**INSTRUCTION**:
Lay out the lines as a Markdown table with the columns Row and Line, starting with the line that contains "person wearing dark" and going on through the line that contains "(1097, 327)", and leave out any blank lines.

**SUPPLIED MATERIAL**:
■ ■ ■

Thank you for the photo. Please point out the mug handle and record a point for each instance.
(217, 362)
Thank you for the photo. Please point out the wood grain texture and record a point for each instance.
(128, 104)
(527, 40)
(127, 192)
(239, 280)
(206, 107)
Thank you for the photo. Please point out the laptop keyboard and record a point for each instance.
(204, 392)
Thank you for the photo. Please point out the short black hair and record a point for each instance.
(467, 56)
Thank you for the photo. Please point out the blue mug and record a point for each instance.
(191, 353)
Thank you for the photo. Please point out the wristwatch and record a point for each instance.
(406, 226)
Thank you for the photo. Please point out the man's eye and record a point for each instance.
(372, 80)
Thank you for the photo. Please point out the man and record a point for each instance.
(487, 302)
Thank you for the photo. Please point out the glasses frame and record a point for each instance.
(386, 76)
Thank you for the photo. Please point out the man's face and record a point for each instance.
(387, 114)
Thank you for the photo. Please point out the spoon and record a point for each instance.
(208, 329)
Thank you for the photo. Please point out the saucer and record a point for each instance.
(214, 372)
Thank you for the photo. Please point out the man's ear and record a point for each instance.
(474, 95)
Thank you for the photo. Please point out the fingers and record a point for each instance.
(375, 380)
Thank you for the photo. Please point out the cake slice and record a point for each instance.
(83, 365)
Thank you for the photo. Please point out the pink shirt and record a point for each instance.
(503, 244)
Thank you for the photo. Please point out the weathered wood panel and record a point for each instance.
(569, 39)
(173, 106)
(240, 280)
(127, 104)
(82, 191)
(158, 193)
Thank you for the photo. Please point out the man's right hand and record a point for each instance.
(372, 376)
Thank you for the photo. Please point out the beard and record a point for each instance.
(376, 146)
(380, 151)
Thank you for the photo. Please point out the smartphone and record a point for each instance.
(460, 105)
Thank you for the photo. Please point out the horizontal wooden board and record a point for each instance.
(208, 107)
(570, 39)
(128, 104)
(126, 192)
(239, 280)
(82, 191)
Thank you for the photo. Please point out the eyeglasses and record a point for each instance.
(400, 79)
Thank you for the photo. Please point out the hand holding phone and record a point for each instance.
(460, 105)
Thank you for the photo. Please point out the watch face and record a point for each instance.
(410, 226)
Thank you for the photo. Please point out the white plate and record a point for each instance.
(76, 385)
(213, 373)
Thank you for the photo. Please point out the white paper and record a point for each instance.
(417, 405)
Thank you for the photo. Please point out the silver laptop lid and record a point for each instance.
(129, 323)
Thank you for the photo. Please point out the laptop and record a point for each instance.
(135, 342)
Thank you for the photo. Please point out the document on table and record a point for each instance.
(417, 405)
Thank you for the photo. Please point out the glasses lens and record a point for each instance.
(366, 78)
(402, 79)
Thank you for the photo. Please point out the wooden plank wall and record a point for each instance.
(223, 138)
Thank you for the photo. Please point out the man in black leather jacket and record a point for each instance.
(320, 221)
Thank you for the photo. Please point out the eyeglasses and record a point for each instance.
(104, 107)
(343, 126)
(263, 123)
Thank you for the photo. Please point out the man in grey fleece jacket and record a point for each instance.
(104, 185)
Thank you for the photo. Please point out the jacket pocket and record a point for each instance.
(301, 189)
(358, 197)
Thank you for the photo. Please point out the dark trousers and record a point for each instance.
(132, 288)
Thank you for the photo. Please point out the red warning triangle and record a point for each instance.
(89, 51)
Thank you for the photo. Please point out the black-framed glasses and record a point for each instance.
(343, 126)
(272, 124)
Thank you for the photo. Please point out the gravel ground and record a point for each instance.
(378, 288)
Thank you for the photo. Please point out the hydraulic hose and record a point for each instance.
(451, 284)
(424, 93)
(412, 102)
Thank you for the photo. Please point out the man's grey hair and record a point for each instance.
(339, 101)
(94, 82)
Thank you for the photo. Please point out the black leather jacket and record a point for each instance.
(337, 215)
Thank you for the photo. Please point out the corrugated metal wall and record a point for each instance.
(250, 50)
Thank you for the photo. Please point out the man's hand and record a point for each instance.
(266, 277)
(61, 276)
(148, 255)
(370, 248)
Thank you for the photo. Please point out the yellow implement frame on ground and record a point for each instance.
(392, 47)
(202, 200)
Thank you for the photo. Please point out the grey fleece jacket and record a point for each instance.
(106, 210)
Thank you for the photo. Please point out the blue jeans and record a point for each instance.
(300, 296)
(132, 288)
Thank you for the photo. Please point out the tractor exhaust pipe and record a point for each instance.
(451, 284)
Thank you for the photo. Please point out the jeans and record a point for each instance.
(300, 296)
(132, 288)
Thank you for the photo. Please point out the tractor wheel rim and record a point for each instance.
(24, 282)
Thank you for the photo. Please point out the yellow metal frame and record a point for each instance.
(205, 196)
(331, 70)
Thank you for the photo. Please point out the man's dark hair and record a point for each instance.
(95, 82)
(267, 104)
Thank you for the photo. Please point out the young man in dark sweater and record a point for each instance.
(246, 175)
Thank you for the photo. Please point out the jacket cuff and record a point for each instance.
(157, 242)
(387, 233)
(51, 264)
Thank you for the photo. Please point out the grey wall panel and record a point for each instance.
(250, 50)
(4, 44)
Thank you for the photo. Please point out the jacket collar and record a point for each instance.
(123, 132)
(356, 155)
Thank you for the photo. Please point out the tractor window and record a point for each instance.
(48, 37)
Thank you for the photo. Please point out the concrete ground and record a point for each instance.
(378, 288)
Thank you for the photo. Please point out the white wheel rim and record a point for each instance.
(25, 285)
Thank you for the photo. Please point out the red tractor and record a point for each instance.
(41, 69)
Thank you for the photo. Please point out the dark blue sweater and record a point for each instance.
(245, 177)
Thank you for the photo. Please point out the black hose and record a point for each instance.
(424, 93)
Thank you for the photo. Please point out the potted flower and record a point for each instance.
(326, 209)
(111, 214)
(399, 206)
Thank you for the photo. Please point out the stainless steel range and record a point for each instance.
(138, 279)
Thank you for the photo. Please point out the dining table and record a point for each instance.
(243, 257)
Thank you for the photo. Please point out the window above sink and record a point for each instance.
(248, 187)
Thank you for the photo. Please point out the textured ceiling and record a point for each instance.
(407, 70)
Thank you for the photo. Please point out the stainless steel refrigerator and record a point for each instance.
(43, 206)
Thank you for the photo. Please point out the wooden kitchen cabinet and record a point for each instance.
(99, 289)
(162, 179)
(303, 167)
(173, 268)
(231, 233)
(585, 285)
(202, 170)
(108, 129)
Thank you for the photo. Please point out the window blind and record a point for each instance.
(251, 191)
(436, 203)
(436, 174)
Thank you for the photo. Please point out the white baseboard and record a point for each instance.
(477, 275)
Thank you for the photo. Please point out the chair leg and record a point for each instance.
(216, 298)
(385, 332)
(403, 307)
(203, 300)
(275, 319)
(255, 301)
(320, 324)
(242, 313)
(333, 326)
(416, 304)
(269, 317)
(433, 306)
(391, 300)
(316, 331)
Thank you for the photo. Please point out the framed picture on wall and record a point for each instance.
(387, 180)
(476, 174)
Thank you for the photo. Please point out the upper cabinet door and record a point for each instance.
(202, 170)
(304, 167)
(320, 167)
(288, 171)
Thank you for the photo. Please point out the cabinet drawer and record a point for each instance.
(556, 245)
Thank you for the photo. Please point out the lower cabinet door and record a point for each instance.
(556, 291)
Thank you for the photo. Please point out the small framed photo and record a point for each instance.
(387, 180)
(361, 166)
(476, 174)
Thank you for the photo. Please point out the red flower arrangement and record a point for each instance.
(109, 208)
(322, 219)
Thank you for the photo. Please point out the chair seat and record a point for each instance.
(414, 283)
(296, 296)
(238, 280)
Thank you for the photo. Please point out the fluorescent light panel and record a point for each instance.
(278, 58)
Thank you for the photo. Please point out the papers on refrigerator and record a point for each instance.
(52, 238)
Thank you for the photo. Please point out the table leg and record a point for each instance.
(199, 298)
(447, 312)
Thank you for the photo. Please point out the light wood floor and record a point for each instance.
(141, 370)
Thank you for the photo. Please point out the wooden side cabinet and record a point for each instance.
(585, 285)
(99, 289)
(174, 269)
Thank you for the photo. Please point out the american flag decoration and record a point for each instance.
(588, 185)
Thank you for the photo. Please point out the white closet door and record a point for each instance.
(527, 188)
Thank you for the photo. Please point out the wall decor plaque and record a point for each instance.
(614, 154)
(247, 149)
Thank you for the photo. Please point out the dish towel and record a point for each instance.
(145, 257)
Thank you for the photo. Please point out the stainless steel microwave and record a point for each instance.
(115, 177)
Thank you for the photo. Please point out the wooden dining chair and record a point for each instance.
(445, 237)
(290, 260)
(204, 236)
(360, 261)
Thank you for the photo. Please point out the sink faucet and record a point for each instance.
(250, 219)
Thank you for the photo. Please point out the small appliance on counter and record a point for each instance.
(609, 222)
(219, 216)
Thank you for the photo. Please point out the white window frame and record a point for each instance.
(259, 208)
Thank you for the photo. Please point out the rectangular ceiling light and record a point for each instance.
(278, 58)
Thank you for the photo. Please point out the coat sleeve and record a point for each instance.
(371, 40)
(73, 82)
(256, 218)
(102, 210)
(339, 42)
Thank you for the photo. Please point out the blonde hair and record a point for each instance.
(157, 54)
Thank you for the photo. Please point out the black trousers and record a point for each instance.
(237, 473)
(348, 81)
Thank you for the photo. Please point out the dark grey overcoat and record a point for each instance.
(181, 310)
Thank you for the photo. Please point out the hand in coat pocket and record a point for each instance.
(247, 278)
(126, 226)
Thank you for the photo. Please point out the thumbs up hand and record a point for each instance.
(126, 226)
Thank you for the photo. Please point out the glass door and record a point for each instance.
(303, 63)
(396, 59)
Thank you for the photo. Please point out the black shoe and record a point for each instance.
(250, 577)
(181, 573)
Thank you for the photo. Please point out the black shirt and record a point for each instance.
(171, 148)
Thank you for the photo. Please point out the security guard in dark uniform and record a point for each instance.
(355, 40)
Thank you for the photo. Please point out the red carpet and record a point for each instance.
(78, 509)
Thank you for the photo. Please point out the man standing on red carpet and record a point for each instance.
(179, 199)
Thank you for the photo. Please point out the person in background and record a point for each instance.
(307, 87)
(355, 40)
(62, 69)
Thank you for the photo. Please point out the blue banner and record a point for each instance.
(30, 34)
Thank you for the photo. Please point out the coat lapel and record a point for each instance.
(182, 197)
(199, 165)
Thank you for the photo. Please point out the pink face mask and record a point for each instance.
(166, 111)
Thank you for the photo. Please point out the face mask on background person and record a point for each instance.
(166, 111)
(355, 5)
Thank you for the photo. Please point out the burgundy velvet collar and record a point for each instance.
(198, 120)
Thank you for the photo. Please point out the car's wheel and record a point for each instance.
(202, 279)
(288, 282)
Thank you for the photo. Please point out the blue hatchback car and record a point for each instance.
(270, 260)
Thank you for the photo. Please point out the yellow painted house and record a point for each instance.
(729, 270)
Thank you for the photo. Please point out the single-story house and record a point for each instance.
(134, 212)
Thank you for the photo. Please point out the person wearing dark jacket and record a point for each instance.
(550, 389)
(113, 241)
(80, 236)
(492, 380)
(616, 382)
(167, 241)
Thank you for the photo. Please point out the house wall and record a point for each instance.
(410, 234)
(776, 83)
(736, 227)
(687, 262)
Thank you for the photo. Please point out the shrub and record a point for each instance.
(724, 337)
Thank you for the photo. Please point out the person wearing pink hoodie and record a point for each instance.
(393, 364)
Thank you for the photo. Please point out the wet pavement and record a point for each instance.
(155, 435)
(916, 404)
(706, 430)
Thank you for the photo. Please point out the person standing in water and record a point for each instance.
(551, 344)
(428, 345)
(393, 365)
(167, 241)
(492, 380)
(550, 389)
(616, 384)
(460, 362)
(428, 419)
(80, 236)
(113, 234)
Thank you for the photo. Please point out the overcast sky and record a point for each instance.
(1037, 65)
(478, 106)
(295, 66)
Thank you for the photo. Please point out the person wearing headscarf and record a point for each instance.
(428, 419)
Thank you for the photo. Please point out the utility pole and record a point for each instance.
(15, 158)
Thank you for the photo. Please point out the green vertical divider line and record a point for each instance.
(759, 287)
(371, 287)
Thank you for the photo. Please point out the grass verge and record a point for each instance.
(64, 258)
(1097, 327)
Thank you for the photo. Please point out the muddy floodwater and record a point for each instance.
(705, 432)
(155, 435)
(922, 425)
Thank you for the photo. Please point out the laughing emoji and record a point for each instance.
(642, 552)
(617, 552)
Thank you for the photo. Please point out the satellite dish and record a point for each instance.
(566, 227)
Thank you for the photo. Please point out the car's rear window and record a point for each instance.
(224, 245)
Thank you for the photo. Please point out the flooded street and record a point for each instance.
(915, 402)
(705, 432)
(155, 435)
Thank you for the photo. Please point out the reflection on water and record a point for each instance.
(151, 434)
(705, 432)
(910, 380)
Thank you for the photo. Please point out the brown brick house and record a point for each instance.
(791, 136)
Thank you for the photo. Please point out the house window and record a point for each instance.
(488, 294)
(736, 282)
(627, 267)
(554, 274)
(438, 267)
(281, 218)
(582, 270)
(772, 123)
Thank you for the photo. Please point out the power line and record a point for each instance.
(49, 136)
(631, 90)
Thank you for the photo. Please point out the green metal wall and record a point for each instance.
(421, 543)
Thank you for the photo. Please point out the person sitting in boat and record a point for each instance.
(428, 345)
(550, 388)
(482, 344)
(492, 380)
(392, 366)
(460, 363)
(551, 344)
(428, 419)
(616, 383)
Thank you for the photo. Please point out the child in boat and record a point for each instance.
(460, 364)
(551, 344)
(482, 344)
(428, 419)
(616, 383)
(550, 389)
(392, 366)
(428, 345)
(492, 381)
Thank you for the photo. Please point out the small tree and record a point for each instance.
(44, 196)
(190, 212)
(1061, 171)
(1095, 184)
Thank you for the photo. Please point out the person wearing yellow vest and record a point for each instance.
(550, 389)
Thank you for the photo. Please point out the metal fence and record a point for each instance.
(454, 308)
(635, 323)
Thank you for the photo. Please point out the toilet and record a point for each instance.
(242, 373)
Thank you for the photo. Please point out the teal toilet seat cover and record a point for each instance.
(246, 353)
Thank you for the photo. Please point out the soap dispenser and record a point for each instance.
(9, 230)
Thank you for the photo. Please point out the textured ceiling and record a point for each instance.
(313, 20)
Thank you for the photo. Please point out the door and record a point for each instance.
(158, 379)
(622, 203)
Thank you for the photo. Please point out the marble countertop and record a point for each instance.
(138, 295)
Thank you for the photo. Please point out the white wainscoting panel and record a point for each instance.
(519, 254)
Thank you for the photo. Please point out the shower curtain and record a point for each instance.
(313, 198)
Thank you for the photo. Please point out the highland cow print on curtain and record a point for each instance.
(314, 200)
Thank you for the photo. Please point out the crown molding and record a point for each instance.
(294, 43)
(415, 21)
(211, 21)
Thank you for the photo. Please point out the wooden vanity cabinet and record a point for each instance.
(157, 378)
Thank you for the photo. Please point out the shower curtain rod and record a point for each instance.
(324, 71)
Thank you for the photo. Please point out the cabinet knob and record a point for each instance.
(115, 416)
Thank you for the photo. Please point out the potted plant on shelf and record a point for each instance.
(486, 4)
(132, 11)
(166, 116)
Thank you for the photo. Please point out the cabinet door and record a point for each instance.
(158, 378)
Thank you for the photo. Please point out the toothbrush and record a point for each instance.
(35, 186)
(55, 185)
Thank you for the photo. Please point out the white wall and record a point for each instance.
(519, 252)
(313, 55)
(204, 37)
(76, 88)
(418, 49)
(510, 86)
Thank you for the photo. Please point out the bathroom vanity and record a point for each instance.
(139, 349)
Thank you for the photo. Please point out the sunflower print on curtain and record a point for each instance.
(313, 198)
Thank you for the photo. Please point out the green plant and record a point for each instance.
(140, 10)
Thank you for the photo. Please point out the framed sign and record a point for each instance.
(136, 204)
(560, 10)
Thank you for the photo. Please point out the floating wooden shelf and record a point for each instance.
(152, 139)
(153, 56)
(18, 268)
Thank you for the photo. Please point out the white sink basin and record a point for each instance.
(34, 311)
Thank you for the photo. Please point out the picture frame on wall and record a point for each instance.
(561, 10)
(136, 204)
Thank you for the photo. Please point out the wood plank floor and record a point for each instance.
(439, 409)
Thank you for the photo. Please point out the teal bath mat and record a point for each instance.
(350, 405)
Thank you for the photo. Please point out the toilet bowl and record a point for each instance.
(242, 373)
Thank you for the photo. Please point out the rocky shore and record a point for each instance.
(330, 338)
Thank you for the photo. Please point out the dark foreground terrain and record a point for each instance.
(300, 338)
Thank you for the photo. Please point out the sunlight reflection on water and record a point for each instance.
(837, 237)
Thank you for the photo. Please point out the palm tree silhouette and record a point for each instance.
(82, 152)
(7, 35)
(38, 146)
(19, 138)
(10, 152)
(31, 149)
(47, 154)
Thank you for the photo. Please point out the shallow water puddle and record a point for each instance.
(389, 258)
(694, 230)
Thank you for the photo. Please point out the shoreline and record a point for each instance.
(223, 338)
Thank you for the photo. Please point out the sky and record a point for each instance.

■ ■ ■

**FINISHED TASK**:
| Row | Line |
|---|---|
| 1 | Thank you for the photo. Please point out the person wearing dark jacket and record a point for each instance. |
| 2 | (550, 389) |
| 3 | (113, 241) |
| 4 | (80, 236) |
| 5 | (492, 380) |
| 6 | (616, 382) |
| 7 | (167, 241) |
| 8 | Thank you for the photo. Please point out the house wall and record a point for each instance. |
| 9 | (410, 234) |
| 10 | (776, 83) |
| 11 | (736, 227) |
| 12 | (687, 262) |
| 13 | Thank you for the photo. Please point out the shrub and record a point for each instance. |
| 14 | (724, 337) |
| 15 | Thank you for the photo. Please point out the person wearing pink hoodie and record a point for each instance. |
| 16 | (393, 364) |
| 17 | Thank you for the photo. Please point out the wet pavement and record a point for each instance. |
| 18 | (155, 435) |
| 19 | (916, 404) |
| 20 | (706, 430) |
| 21 | Thank you for the photo. Please point out the person standing in water and record a point for each instance. |
| 22 | (551, 344) |
| 23 | (428, 345) |
| 24 | (393, 365) |
| 25 | (167, 241) |
| 26 | (492, 380) |
| 27 | (550, 389) |
| 28 | (616, 384) |
| 29 | (460, 362) |
| 30 | (428, 419) |
| 31 | (80, 236) |
| 32 | (113, 234) |
| 33 | Thank you for the photo. Please point out the overcast sky and record a point for each instance. |
| 34 | (1037, 65) |
| 35 | (478, 106) |
| 36 | (295, 66) |
| 37 | Thank you for the photo. Please point out the person wearing headscarf and record a point for each instance. |
| 38 | (428, 419) |
| 39 | Thank you for the photo. Please point out the utility pole and record a point for each instance. |
| 40 | (15, 158) |
| 41 | Thank you for the photo. Please point out the green vertical divider line and record a point for each instance. |
| 42 | (759, 287) |
| 43 | (371, 287) |
| 44 | Thank you for the photo. Please point out the grass verge and record a point for each instance. |
| 45 | (64, 258) |
| 46 | (1097, 327) |